Begin with the line that contains "Task: mark each instance of the white steam" and transcribe each line after it, up to and including the last line of the listing below.

########################################

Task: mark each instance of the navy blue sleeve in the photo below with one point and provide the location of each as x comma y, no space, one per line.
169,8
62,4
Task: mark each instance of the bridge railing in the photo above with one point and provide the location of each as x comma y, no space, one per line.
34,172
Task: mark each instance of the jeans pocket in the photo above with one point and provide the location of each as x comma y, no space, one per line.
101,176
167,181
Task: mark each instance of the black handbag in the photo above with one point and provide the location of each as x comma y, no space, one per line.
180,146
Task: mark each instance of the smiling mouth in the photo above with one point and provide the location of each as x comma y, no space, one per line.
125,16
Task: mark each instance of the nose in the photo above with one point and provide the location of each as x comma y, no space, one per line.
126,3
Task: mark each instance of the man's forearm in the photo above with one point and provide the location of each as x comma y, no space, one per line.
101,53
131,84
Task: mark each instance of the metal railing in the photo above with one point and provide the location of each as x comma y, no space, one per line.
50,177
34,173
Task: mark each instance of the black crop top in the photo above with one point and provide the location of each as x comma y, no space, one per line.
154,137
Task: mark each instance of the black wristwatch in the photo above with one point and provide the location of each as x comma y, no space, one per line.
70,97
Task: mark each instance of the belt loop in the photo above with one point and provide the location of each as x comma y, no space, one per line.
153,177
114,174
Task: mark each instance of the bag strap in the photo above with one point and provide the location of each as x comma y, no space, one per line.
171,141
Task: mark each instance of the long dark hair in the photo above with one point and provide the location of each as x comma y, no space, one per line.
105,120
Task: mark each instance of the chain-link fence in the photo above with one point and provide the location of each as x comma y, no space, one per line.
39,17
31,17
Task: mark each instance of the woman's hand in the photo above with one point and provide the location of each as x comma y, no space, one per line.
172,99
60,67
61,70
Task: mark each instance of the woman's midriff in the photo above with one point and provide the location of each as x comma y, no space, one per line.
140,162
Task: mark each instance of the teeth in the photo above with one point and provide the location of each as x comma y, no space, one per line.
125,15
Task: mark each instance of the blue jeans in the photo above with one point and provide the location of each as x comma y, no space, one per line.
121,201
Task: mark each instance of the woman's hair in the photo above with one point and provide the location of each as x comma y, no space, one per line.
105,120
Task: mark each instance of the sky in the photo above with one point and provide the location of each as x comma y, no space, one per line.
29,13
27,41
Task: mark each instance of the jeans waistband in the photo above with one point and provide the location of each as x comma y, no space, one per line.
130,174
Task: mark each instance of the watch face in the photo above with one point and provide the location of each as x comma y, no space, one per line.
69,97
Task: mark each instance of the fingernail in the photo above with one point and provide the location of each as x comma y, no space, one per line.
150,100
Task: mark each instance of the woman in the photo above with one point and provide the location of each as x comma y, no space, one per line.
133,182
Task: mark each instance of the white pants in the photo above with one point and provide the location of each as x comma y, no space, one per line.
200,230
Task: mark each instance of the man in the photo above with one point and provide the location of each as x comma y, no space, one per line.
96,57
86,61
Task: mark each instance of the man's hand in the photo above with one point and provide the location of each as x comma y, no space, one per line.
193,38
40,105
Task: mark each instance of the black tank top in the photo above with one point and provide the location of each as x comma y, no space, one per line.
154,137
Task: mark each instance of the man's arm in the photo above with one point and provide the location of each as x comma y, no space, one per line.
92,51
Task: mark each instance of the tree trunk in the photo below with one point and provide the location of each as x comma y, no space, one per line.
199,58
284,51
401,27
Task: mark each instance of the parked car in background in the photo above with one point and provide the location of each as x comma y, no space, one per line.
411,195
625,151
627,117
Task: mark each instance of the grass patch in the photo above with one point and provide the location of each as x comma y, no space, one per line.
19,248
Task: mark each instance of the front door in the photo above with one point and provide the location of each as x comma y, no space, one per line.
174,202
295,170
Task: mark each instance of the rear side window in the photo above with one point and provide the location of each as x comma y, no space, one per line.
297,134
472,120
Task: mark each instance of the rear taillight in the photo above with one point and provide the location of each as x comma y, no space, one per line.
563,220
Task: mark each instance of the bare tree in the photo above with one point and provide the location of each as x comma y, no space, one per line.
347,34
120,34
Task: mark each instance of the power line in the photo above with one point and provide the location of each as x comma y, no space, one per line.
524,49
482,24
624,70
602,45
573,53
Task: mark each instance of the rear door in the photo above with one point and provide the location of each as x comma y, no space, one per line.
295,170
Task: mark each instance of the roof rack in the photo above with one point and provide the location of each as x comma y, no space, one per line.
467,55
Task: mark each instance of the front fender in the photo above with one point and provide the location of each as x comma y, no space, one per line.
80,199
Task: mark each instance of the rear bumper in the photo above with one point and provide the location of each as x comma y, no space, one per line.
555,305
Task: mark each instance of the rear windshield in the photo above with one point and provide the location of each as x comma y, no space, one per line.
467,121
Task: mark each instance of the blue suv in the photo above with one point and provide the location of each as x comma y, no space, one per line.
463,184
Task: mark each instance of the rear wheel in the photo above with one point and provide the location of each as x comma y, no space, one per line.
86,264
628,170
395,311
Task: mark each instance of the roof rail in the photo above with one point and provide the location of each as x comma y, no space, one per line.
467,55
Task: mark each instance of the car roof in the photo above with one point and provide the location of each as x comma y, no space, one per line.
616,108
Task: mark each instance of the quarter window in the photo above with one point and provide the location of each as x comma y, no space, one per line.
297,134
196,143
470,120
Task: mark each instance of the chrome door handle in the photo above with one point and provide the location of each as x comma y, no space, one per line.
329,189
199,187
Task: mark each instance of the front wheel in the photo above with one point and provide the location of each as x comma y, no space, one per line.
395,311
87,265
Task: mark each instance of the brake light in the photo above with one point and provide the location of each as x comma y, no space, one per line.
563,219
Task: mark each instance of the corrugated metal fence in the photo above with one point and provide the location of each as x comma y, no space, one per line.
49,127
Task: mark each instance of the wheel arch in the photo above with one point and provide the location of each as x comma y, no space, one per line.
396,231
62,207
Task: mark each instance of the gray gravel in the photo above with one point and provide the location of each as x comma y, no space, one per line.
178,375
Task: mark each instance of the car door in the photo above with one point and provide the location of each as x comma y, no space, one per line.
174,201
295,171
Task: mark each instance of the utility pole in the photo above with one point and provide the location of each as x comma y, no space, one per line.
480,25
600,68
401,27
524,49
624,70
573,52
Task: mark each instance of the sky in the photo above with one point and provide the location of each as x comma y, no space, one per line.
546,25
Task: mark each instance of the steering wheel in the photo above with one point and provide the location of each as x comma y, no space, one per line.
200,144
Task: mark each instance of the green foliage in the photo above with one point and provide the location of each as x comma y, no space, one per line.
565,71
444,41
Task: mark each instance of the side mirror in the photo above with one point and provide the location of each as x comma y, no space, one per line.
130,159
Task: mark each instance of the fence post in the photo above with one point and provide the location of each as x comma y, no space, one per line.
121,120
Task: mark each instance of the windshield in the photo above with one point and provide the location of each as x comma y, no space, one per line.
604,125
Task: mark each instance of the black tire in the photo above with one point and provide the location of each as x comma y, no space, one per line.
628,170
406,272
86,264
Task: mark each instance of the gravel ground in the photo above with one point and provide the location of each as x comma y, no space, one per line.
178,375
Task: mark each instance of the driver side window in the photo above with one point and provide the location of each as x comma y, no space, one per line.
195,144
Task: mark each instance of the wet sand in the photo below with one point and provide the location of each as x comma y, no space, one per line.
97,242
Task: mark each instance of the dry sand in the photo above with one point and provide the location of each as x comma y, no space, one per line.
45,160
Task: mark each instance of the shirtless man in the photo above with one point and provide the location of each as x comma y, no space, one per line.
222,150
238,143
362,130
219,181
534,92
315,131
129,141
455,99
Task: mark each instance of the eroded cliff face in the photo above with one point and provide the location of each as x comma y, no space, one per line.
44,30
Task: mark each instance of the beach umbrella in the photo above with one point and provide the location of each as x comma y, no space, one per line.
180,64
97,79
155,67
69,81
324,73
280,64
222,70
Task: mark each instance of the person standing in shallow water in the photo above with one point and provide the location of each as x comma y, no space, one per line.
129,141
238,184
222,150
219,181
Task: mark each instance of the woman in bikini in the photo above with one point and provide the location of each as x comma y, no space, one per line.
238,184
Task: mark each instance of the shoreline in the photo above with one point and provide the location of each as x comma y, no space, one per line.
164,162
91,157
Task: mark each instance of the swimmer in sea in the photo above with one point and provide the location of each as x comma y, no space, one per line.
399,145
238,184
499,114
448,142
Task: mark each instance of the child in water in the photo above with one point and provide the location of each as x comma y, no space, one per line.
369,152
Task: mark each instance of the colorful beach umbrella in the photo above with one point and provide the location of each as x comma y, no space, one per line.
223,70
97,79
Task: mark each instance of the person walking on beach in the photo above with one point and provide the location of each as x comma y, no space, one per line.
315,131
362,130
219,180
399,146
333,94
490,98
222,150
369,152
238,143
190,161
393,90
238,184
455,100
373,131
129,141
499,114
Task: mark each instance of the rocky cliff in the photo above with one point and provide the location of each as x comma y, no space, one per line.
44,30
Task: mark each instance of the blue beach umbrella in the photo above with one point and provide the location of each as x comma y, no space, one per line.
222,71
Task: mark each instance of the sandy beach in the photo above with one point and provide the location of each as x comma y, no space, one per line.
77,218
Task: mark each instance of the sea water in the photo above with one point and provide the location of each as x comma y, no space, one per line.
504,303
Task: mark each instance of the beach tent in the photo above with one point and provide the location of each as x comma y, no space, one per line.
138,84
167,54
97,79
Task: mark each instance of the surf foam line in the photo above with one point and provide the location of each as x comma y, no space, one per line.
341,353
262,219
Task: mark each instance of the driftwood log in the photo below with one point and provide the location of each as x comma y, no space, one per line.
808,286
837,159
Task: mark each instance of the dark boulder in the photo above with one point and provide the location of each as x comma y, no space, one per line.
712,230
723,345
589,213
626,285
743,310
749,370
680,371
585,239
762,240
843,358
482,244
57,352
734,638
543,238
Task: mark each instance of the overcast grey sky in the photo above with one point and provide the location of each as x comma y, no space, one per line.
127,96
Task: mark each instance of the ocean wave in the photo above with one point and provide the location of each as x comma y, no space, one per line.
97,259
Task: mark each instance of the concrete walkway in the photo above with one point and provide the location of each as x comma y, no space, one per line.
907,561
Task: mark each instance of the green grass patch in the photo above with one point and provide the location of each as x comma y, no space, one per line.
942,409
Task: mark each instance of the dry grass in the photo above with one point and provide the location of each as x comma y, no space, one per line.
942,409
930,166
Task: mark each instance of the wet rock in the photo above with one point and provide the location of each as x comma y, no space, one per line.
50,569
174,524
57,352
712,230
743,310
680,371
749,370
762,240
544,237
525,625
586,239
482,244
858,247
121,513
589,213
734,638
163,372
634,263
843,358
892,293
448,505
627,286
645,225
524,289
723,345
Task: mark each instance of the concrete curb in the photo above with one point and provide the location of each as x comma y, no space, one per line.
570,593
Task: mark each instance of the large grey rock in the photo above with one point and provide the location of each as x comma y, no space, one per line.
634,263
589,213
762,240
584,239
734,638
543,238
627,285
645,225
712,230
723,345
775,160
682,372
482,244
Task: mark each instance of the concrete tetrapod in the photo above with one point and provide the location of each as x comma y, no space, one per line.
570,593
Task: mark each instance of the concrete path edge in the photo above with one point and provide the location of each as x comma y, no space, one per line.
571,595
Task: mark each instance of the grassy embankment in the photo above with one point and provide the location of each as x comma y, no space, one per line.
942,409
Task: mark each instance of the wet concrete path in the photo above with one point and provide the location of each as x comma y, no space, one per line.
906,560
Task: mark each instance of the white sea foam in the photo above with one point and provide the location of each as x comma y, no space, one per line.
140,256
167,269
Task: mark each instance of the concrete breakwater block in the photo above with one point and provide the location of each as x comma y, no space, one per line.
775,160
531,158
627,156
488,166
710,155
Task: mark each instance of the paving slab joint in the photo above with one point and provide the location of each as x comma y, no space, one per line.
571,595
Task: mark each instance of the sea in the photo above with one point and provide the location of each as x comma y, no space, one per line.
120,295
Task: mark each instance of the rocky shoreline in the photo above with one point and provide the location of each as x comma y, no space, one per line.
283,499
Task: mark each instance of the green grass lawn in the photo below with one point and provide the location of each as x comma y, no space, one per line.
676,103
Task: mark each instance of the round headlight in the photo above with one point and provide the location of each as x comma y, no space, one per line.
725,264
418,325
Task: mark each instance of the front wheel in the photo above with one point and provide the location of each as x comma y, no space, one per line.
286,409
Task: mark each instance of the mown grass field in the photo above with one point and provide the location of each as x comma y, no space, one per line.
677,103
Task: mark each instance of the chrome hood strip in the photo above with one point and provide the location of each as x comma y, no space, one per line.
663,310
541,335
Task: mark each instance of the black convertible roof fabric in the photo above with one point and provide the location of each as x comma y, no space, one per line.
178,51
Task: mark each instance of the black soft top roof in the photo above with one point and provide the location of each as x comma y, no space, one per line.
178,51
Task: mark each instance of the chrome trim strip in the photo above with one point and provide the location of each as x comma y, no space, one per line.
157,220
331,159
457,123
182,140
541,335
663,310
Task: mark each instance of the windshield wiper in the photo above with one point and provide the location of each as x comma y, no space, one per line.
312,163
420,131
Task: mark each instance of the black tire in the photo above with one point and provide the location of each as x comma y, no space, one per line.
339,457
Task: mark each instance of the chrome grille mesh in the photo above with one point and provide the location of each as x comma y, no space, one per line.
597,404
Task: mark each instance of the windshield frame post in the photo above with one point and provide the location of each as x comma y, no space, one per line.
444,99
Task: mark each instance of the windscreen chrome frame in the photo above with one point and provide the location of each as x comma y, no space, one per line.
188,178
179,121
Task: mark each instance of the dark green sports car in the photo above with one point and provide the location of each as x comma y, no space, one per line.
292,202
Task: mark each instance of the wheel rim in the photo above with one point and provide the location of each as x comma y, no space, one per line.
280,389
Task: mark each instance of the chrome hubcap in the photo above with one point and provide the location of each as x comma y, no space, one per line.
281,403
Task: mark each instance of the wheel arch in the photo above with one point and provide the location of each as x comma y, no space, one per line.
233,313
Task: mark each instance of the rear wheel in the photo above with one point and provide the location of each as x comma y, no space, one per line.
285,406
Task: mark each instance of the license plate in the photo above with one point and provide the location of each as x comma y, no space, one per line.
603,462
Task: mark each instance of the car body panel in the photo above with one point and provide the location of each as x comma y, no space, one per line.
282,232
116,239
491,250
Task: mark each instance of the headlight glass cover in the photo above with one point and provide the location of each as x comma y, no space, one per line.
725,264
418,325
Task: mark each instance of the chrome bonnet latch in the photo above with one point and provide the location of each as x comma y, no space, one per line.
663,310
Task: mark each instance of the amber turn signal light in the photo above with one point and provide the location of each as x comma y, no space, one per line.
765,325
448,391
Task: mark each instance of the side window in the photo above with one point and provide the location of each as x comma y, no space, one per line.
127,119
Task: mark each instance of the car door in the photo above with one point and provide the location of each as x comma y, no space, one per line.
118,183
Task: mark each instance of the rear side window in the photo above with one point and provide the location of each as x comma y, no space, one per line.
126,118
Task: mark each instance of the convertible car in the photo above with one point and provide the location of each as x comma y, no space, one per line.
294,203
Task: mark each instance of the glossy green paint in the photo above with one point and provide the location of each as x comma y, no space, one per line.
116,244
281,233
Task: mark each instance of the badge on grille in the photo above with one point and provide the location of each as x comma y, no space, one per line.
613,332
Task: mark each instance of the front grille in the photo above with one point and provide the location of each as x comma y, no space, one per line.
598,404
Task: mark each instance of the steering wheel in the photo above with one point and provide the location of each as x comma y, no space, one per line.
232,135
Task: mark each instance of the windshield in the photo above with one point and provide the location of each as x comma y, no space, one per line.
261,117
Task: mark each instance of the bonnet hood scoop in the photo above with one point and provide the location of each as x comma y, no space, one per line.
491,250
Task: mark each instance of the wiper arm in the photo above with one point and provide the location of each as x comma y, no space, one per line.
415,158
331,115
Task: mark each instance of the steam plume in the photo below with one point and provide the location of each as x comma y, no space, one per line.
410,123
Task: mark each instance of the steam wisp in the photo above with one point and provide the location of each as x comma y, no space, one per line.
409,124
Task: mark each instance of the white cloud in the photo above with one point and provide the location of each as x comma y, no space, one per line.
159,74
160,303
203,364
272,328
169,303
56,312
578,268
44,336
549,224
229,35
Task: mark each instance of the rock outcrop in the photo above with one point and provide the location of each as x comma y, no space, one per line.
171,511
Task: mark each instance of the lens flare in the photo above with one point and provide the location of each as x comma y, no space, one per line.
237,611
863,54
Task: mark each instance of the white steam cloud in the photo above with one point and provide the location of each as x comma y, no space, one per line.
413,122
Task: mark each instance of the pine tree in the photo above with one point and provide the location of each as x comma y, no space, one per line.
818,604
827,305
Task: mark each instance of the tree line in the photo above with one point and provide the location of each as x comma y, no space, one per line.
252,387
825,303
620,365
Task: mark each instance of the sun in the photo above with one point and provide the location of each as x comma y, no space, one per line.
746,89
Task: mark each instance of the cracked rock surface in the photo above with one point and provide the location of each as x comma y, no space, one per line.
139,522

########################################

# THE RESULT
Task: mark each instance of the white steam cloud in the photo above with one point and provide the location of each as x comma y, no space, one per line.
413,122
Task: mark each instance of the pine tree in the photo above with one point and provide the location of each as x comma y, no space, one per line.
818,604
827,305
Task: mark each instance of the tree line in the photo above with one point and provide the location of each as x comma y, no space, one per line.
252,387
825,303
620,365
Task: mark each instance of the sun in the photo above with one point and provide the location of each as x comma y, no space, one per line.
746,89
Task: mark each instance of the cracked rock surface in the photo above with one point and provide the location of each as x comma y, no space, one per line.
139,522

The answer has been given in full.